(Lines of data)
* start *

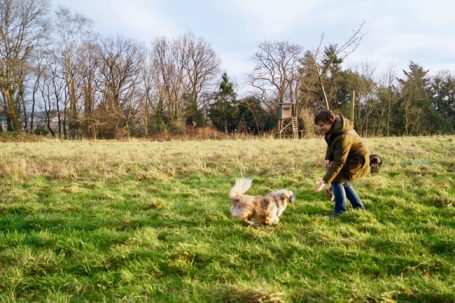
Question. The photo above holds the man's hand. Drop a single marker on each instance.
(326, 164)
(319, 186)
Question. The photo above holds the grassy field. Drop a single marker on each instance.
(98, 221)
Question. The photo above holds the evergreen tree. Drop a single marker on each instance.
(223, 111)
(416, 101)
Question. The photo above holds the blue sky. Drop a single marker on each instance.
(396, 31)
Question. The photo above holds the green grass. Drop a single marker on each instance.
(95, 221)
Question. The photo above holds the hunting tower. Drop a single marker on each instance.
(287, 120)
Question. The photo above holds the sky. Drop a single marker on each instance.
(395, 31)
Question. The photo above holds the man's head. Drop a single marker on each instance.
(324, 119)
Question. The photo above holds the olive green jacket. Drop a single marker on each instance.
(348, 154)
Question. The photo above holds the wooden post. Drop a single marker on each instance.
(353, 106)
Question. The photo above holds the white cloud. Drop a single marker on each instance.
(271, 18)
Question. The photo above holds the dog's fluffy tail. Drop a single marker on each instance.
(240, 187)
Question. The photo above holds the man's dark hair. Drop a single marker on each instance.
(325, 116)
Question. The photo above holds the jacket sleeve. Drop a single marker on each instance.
(341, 148)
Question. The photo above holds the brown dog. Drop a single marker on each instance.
(258, 210)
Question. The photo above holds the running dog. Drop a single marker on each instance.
(258, 210)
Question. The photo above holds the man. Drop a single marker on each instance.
(346, 159)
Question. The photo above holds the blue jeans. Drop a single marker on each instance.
(342, 191)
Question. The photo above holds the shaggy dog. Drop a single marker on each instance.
(258, 210)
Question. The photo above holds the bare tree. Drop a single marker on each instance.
(23, 24)
(319, 63)
(182, 71)
(72, 30)
(276, 72)
(121, 62)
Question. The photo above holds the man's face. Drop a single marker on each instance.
(323, 127)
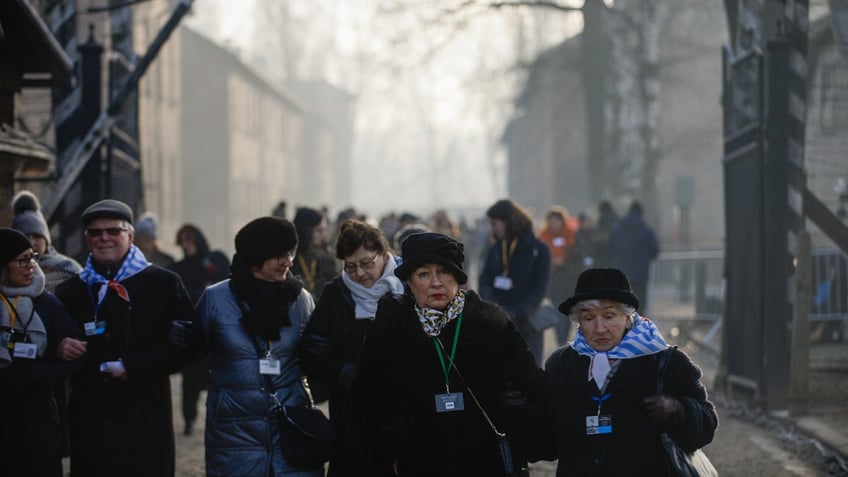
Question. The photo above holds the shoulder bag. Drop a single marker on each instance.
(504, 449)
(306, 435)
(680, 463)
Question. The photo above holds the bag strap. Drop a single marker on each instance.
(474, 397)
(662, 364)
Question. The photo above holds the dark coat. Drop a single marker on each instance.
(124, 427)
(391, 401)
(529, 269)
(29, 433)
(632, 246)
(633, 448)
(329, 353)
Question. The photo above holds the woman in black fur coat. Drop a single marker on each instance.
(437, 365)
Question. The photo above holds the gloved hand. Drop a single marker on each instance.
(662, 409)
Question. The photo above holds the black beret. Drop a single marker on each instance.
(432, 247)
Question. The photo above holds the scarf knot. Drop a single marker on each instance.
(433, 321)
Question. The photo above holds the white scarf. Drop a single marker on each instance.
(21, 298)
(641, 340)
(366, 298)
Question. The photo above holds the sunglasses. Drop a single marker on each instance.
(111, 231)
(24, 261)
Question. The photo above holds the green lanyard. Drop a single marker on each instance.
(440, 354)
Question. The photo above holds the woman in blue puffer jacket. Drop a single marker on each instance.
(260, 311)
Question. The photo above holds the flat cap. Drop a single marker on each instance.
(107, 209)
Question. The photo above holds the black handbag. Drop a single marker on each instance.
(680, 462)
(306, 435)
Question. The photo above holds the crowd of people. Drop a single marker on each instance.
(427, 370)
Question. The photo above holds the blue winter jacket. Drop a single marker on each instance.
(241, 434)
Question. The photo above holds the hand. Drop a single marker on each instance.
(70, 348)
(662, 409)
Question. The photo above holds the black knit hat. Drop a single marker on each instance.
(431, 247)
(12, 244)
(264, 238)
(601, 284)
(107, 209)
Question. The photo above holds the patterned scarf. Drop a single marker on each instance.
(133, 263)
(21, 298)
(641, 340)
(366, 298)
(433, 321)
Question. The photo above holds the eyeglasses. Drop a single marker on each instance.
(110, 231)
(24, 261)
(365, 265)
(286, 256)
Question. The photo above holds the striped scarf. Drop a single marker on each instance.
(134, 263)
(432, 321)
(641, 340)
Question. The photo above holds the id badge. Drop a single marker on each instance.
(25, 350)
(503, 283)
(269, 366)
(596, 425)
(94, 328)
(449, 402)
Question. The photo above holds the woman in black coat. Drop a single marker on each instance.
(32, 322)
(333, 337)
(430, 357)
(609, 424)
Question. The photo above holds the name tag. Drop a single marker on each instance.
(598, 425)
(94, 328)
(269, 366)
(450, 402)
(503, 283)
(25, 350)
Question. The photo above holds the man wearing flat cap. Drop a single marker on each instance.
(120, 407)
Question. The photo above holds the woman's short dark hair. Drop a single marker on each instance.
(515, 218)
(354, 234)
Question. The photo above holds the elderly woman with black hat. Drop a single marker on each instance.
(333, 338)
(32, 322)
(443, 374)
(252, 325)
(604, 411)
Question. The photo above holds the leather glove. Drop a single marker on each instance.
(662, 409)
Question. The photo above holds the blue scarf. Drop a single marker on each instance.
(641, 340)
(134, 263)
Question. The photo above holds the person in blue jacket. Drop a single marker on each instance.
(251, 325)
(516, 270)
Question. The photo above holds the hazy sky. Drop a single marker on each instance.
(433, 89)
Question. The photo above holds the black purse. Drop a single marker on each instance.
(680, 463)
(306, 435)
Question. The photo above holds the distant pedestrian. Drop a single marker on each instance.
(633, 245)
(313, 264)
(557, 233)
(147, 240)
(516, 271)
(28, 219)
(199, 268)
(607, 218)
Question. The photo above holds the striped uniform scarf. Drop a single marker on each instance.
(134, 263)
(643, 339)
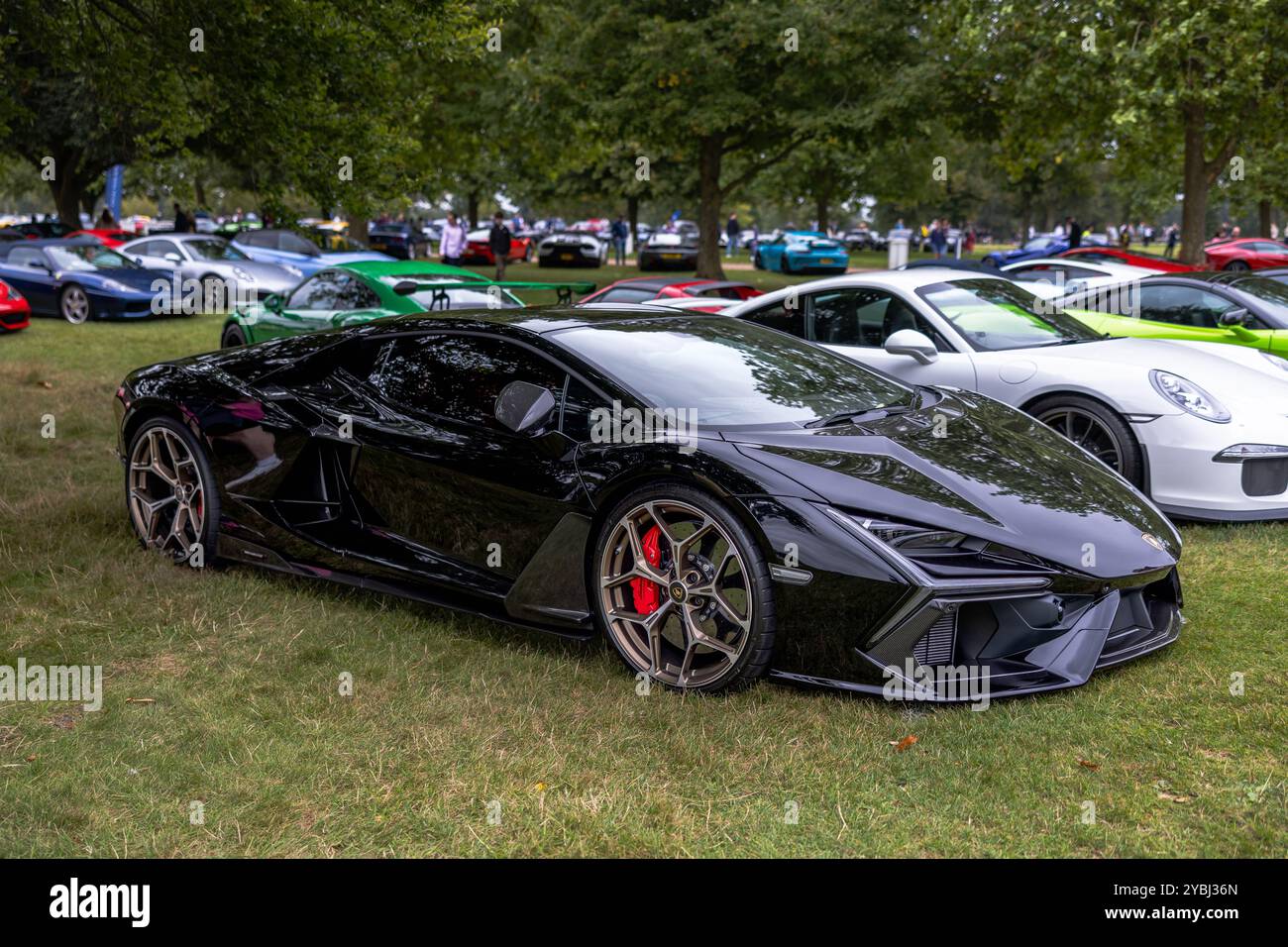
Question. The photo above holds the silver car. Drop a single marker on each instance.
(217, 264)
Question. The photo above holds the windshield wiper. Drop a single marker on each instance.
(871, 414)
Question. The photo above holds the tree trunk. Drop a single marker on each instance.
(1194, 182)
(67, 189)
(708, 209)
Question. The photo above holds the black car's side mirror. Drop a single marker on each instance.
(522, 406)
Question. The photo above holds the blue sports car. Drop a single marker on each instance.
(799, 252)
(78, 278)
(1034, 249)
(297, 256)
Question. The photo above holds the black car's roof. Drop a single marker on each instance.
(539, 320)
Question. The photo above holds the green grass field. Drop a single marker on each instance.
(468, 738)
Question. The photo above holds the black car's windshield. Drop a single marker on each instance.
(215, 249)
(730, 372)
(84, 257)
(996, 315)
(1273, 296)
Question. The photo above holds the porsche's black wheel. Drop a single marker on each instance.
(683, 591)
(213, 295)
(75, 305)
(170, 493)
(1096, 429)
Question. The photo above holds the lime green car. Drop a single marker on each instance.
(1235, 308)
(352, 292)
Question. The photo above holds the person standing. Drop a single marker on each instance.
(451, 247)
(621, 231)
(939, 239)
(732, 231)
(498, 243)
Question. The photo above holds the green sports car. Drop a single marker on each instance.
(1232, 308)
(352, 292)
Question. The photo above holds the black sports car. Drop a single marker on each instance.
(720, 499)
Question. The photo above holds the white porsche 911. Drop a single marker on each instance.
(1201, 428)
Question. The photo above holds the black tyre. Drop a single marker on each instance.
(1096, 428)
(75, 304)
(213, 296)
(170, 493)
(232, 337)
(682, 590)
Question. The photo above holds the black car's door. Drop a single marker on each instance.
(452, 496)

* end *

What needs to be done:
Format all of the items above as a CSV with two columns, text and answer, one row per item, placing each in a single quoted field with line breaks replaced by spaces. Leave the pictures out.

Exercise answer:
text,answer
"Question. The photo above holds the man's hand. Drop a single marker on each instance.","(326, 164) (319, 186)"
"Question. The photo above holds the grassy field. Drop a single marker on each instance.","(98, 221)"
"Question. The photo above holds the evergreen tree. Drop a single marker on each instance.","(223, 111) (416, 101)"
"Question. The photo above holds the blue sky. Drop a single marker on each instance.","(396, 31)"
"Question. The photo above holds the green grass. Drop a single marker on each instance.","(95, 221)"
"Question. The photo above holds the hunting tower. Drop a single marker on each instance.","(287, 120)"
"Question. The photo above holds the sky. Drop a single marker on each instance.","(395, 31)"
"Question. The photo above holds the man's head. Drop a single marker on each instance.","(324, 119)"
"Question. The photo above holds the olive green jacket. Drop a single marker on each instance.","(348, 154)"
"Question. The photo above holds the wooden post. Drop a single marker on each instance.","(353, 106)"
"Question. The photo above holds the white cloud. Drop a single marker on each instance.","(271, 18)"
"Question. The photo above holds the dog's fluffy tail. Drop a single marker on each instance.","(240, 187)"
"Question. The photo above holds the man's dark hair. Drop a single marker on each instance.","(325, 116)"
"Question. The photo above holds the jacket sleeve. Drop a single marker on each instance.","(341, 148)"
"Question. The photo above holds the brown dog. Drop a single marker on each instance.","(258, 210)"
"Question. The photo above holds the running dog. Drop a single marker on each instance.","(258, 210)"
"Question. The photo above holds the man. Drop a single marker on each instance.","(346, 159)"
"Question. The photo above holds the blue jeans. Drop a single marker on each instance.","(342, 191)"
"Question. The photo above holds the shaggy dog. Drop a single marker on each instance.","(258, 210)"
"Question. The photo above holds the bare tree. Drop a single marker on each instance.","(23, 24) (319, 63) (182, 71) (72, 30) (276, 72) (121, 62)"
"Question. The photo above holds the man's face. Drop a single marker on each instance.","(323, 127)"
"Question. The photo above holds the shoulder bag. Drop a single marker on each instance.","(504, 449) (306, 435) (680, 463)"
"Question. The photo above holds the bag strap. Drop a single marker on each instance.","(474, 397) (662, 364)"
"Question. The photo above holds the dark coat. Drop a single marker on each instance.","(124, 427) (391, 401) (529, 269) (29, 433) (632, 246) (633, 448) (329, 353)"
"Question. The photo above holds the woman in black fur coat. Drop a single marker on each instance.","(437, 365)"
"Question. The photo above holds the gloved hand. Drop a single marker on each instance.","(662, 409)"
"Question. The photo above holds the black beret. Drop a single marker on each instance.","(432, 247)"
"Question. The photo above holds the scarf knot. Drop a single marker on each instance.","(433, 321)"
"Question. The photo above holds the white scarf. Drop a single marker on each instance.","(21, 298) (641, 340) (366, 298)"
"Question. The photo above holds the sunglasses. Drop a single marker on each instance.","(111, 231) (24, 261)"
"Question. The photo above holds the green lanyard. Drop a single marker on each instance.","(440, 354)"
"Question. The photo above holds the woman in blue puffer jacket. Drop a single marker on each instance.","(260, 311)"
"Question. The photo above holds the flat cap. Drop a single marker on each instance.","(107, 209)"
"Question. The photo above holds the black handbag. Drop a single marker on each instance.","(680, 462) (306, 435)"
"Question. The photo above holds the crowd of people. Drop a single marker on each instance.","(427, 370)"
"Question. The photo above holds the blue winter jacket. Drop a single marker on each instance.","(241, 434)"
"Question. The photo above holds the hand. Drop a single marker on each instance.","(70, 348) (662, 409)"
"Question. The photo above holds the black knit hat. Drop a single marker on each instance.","(431, 247) (12, 244) (264, 238) (601, 284) (107, 209)"
"Question. The photo above holds the patterned scarf. Drop a single marker on each instance.","(133, 263) (21, 298) (641, 340) (366, 298) (433, 321)"
"Question. The photo above holds the eyeglasses. Drop a single marker on each instance.","(110, 231) (24, 261) (365, 265) (286, 256)"
"Question. The photo above holds the striped scarf. Drop a single marker on each instance.","(134, 263) (432, 321) (641, 340)"
"Question. The photo above holds the id badge. Drop a single marker on each instance.","(25, 350) (503, 283) (269, 366) (596, 425) (94, 328) (449, 402)"
"Question. The photo above holds the woman in black coat. Drop a single marker on each instance.","(32, 322) (333, 337) (430, 357) (609, 424)"
"Question. The photo above holds the name tag. Drop a single marker on each instance.","(598, 425) (94, 328) (269, 366) (450, 402) (503, 283) (25, 350)"
"Question. The photo above holds the man wearing flat cap. Drop a single marker on each instance.","(120, 407)"
"Question. The photo above holds the woman's short dark hair. Drop a single marker on each instance.","(515, 218) (354, 234)"
"Question. The photo above holds the elderly woman with black hat. Drop a single marker on each instance.","(333, 338) (32, 322) (443, 374) (252, 325) (604, 411)"
"Question. The photo above holds the leather glove. Drop a single marker on each instance.","(662, 409)"
"Question. The photo above holds the blue scarf. Drop a single marker on each instance.","(641, 340) (134, 263)"
"Question. The photo above holds the person in blue jacket. Drop a single marker on each instance.","(251, 325) (516, 270)"
"Question. The photo above holds the hazy sky. Drop a single marker on each instance.","(433, 89)"
"Question. The photo above holds the black purse. Drop a single marker on each instance.","(680, 463) (306, 435)"
"Question. The photo above holds the distant pedestrian. Drop a single marker on each instance.","(633, 245) (313, 264) (557, 233) (147, 240) (516, 271) (28, 219) (199, 268) (607, 218)"
"Question. The photo above holds the striped uniform scarf. Drop a single marker on each instance.","(134, 263) (643, 339)"
"Question. The photo above holds the silver car. Drop a single marker on each instance.","(217, 264)"
"Question. The photo above holds the windshield wiper. Drop a single marker on each instance.","(871, 414)"
"Question. The photo above holds the tree trunk. Drop a single marker on each instance.","(1194, 182) (67, 189) (708, 209)"
"Question. The photo above holds the black car's side mirror. Drop a single marker on each instance.","(522, 406)"
"Question. The photo above holds the blue sports car. Drop a single marker on each instance.","(799, 252) (78, 278) (1034, 249) (297, 256)"
"Question. The photo above holds the black car's roof. Drop a single marker on each instance.","(539, 320)"
"Question. The photo above holds the green grass field. Drop a single marker on each instance.","(468, 738)"
"Question. The photo above holds the black car's windshield. Drop a single marker on each instance.","(215, 249) (730, 372) (84, 257) (996, 315) (1273, 296)"
"Question. The photo above holds the porsche's black wheel. Drop a single marker on each instance.","(683, 591) (213, 295) (75, 305) (170, 493) (1096, 429)"
"Question. The photo above holds the lime green car. Drop a single marker on each instance.","(1235, 308) (352, 292)"
"Question. The photo above holds the person standing. Drop a single marker on each instance.","(451, 247) (621, 231) (939, 239) (732, 231) (498, 243)"
"Question. The photo above holds the green sports car. Drop a single marker on each instance.","(1232, 308) (352, 292)"
"Question. The photo above holds the black sports car. Drop a single marker on each instance.","(720, 499)"
"Question. The photo above holds the white porsche 911. Drop a single marker on each instance.","(1201, 428)"
"Question. The photo above holds the black tyre. Drop a single marker on each instance.","(1096, 428) (75, 304) (213, 296) (170, 493) (232, 337) (682, 590)"
"Question. The photo above holds the black car's door. Drop a single marker on each instance.","(452, 496)"